Written problem
Repeat each line of the material exactly.

Data supplied
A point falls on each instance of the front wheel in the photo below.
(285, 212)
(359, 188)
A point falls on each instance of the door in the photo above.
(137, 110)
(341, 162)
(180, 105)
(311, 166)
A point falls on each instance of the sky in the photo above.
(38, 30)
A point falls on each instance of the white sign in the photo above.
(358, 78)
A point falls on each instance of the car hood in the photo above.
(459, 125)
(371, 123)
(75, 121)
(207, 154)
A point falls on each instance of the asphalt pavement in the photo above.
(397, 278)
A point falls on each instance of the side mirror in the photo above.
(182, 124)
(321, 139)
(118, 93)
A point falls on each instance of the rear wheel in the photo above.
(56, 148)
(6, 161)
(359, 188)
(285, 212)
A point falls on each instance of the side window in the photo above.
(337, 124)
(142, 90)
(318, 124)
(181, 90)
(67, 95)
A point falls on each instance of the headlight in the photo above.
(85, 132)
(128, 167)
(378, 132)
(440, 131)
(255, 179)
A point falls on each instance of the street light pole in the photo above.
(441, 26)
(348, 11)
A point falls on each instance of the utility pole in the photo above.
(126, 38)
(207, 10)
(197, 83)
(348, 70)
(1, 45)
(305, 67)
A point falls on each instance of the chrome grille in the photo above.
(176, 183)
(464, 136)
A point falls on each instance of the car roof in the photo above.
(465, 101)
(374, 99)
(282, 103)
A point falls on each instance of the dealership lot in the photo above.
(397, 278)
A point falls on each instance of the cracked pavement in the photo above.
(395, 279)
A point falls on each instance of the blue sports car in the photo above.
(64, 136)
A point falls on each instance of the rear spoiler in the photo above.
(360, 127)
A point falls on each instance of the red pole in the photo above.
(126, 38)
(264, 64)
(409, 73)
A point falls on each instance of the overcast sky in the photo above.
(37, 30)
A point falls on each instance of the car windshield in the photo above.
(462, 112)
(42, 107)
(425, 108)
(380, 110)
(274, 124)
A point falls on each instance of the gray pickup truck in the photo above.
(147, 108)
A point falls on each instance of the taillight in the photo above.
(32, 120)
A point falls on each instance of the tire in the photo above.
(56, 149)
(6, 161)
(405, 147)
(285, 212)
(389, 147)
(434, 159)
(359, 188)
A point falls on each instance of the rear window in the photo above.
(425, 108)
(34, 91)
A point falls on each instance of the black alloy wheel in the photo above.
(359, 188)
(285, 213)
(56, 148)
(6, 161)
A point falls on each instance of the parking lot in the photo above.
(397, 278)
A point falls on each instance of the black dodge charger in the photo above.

Correct output
A point falls on each instance of the front wheel in the photo below.
(285, 212)
(359, 188)
A point falls on each instance of the door in the photo above.
(137, 110)
(341, 162)
(180, 105)
(311, 166)
A point falls on each instance of the sky in the photo above.
(38, 30)
A point falls on each instance of the white sign in the photo above.
(358, 78)
A point falls on each instance of the car hood in the photo above.
(459, 125)
(371, 123)
(75, 121)
(207, 154)
A point falls on each instance of the asphalt pavement in the photo above.
(397, 278)
A point falls on each instance of the side mirror in the photo above.
(182, 124)
(321, 139)
(118, 93)
A point falls on each instance of the rear wheel in the photo above.
(56, 148)
(6, 161)
(359, 188)
(285, 212)
A point falls on each instance of the side window in the photo above.
(337, 124)
(142, 90)
(318, 124)
(181, 90)
(67, 95)
A point falls on each instance of the headlight in the photo above.
(85, 132)
(128, 167)
(378, 132)
(440, 131)
(255, 179)
A point falls on each instance of the street light pole in the photo above.
(441, 26)
(348, 11)
A point falls on each instance of the utility pole in the photo above.
(126, 38)
(207, 10)
(197, 83)
(348, 70)
(1, 45)
(305, 67)
A point falls on each instance of the chrome grille in the photo above.
(176, 183)
(464, 136)
A point falls on each instance of the car roof in the photo above.
(465, 101)
(374, 99)
(282, 103)
A point falls on each instance of the dealership lot in the photo above.
(397, 278)
A point falls on each instance of the cracked pavement in the photo above.
(395, 279)
A point falls on each instance of the blue sports car in the photo above.
(64, 136)
A point falls on each instance of the rear spoiler in the photo above.
(360, 127)
A point falls on each instance of the red pole in the photo above.
(126, 38)
(264, 64)
(409, 73)
A point falls on each instance of the overcast sky in the photo above.
(37, 30)
A point falls on each instance of the car windshield in the photo above.
(462, 112)
(42, 107)
(425, 108)
(380, 110)
(274, 124)
A point falls on each instance of the gray pickup truck in the photo above.
(147, 108)
A point falls on each instance of the taillight in the photo above.
(32, 120)
A point falls on each instance of the tire in the photo above.
(56, 149)
(6, 161)
(405, 147)
(285, 212)
(389, 147)
(434, 159)
(359, 188)
A point falls on each instance of the rear window in the photo above.
(425, 108)
(34, 91)
A point falls on each instance of the black alloy wheel in the photo above.
(359, 188)
(285, 213)
(56, 148)
(6, 161)
A point falls on each instance of the parking lot in the photo above.
(397, 278)
A point falls on each instance of the black dodge charger in the photo above.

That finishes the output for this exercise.